[SELECTED EXTRACT]
If Suzie wanted to ensure that all files contained in project_directory, she'd execute the following recursive commands (which should look familiar given the chmod examples above.)

$ chgrp -R rubylab project_directory
$ chmod -R g+rwX project_directory

umask

Each user has a default set of permissions which apply to all files created by that user, unless the software explicitly sets something else. This is often called the umask, after the command used to change it. It is either inherited from the login process, or set in the .bash_profile file which configures an individual account, or it can be run manually.

On the Hoffman2 server, this is set to only allow read/write permissions to the user, while group and other's are given permission to read, but not write to new files.

If you wish to more lax permissions, you must change your umask in your .bash_profile or manually each time you wish to change them. Setting the umask is not immediately intuitive. As the name implies, the argument to umask are the bits you do not want set.

An examples:

• To make it so all new files give all permissions to the owner, read permission to the group, and no permissions to others

$ umask 027

We have not masked any bits by passing the 0 in the first slot, we have masked (removed) the write permission for all group members by passing the '2' to the second slot, and we've masked all possible bits for others by passing '7' to the third slot.

Here are a few more examples that cover the most common cases:

• To allow the user and the group to read, write, or execute new files

$ umask 007

• To allow only the user to read or write or execute new files (highest privacy)

$ umask 077

newgrp

There is also a handy utility called newgrp that eases permission problems. The newgrp utility changes the default group ownership for new files. For example,

$ id foo
uid=8122(foo) gid=4004(staff) groups=4004(staff),1901(webadmin)

The user 'foo' is a member of the webadmin and the staff groups. Her gid is currently 'staff'. This means that any new file she creates will belong to the staff group.

But when foo wishes to work with web files, it would make things much easier for all of the other members of the webadmin group if the files she created had a group ownership of webadmin. It would also be much easier for foo if she did not have to worry about doing a

$ chgrp webadmin newfile.html 

For every file she creates. This is where newgrp comes in. By issueing the following command before she begins to work, she can ensure that all newly created files are owned by the webadmin group.

[EXERCISE 1]
Copy the passage on Unix file permissions word for word, from start to finish.

[Data entries]
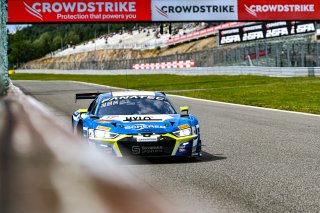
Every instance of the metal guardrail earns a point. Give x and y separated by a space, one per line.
4 79
289 53
44 168
228 70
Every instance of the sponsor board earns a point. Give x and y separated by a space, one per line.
32 11
265 30
190 10
278 10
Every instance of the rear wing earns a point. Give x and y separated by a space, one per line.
87 96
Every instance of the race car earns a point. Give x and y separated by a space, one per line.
137 123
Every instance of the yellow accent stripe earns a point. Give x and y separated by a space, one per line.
114 142
179 141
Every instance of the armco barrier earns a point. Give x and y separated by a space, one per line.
164 65
203 33
44 168
232 70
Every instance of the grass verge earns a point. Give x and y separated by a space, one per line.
294 94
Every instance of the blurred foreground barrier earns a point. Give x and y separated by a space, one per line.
232 70
44 168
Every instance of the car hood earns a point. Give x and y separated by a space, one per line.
142 124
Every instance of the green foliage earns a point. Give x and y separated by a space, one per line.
36 41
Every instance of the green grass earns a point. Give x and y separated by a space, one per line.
295 94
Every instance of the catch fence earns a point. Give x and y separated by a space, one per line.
280 54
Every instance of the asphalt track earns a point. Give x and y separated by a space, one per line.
255 160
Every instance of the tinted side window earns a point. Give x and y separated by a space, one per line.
92 107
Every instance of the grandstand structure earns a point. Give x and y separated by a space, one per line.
292 51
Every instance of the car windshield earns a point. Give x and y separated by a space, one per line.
135 105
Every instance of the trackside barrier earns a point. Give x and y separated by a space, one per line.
164 65
232 70
4 80
44 168
202 33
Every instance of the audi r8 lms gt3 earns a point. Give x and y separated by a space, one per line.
139 124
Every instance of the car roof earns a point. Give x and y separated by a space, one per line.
132 93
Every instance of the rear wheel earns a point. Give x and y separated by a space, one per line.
79 129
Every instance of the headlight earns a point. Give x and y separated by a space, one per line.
100 134
183 133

[EXERCISE 2]
Update the entries from the line with "Every instance of the trackside" through the end of the entries, changing "earns a point" to "gets a point" and keeping everything else the same.

[TASK OUTPUT 1]
If Suzie wanted to ensure that all files contained in project_directory, she'd execute the following recursive commands (which should look familiar given the chmod examples above.)

$ chgrp -R rubylab project_directory
$ chmod -R g+rwX project_directory

umask

Each user has a default set of permissions which apply to all files created by that user, unless the software explicitly sets something else. This is often called the umask, after the command used to change it. It is either inherited from the login process, or set in the .bash_profile file which configures an individual account, or it can be run manually.

On the Hoffman2 server, this is set to only allow read/write permissions to the user, while group and other's are given permission to read, but not write to new files.

If you wish to more lax permissions, you must change your umask in your .bash_profile or manually each time you wish to change them. Setting the umask is not immediately intuitive. As the name implies, the argument to umask are the bits you do not want set.

An examples:

• To make it so all new files give all permissions to the owner, read permission to the group, and no permissions to others

$ umask 027

We have not masked any bits by passing the 0 in the first slot, we have masked (removed) the write permission for all group members by passing the '2' to the second slot, and we've masked all possible bits for others by passing '7' to the third slot.

Here are a few more examples that cover the most common cases:

• To allow the user and the group to read, write, or execute new files

$ umask 007

• To allow only the user to read or write or execute new files (highest privacy)

$ umask 077

newgrp

There is also a handy utility called newgrp that eases permission problems. The newgrp utility changes the default group ownership for new files. For example,

$ id foo
uid=8122(foo) gid=4004(staff) groups=4004(staff),1901(webadmin)

The user 'foo' is a member of the webadmin and the staff groups. Her gid is currently 'staff'. This means that any new file she creates will belong to the staff group.

But when foo wishes to work with web files, it would make things much easier for all of the other members of the webadmin group if the files she created had a group ownership of webadmin. It would also be much easier for foo if she did not have to worry about doing a

$ chgrp webadmin newfile.html 

For every file she creates. This is where newgrp comes in. By issueing the following command before she begins to work, she can ensure that all newly created files are owned by the webadmin group.

[TASK OUTPUT 2]
Every instance of the trackside barrier gets a point. Give x and y separated by a space, one per line.
164 65
232 70
4 80
44 168
202 33
Every instance of the audi r8 lms gt3 gets a point. Give x and y separated by a space, one per line.
139 124
Every instance of the car roof gets a point. Give x and y separated by a space, one per line.
132 93
Every instance of the rear wheel gets a point. Give x and y separated by a space, one per line.
79 129
Every instance of the headlight gets a point. Give x and y separated by a space, one per line.
100 134
183 133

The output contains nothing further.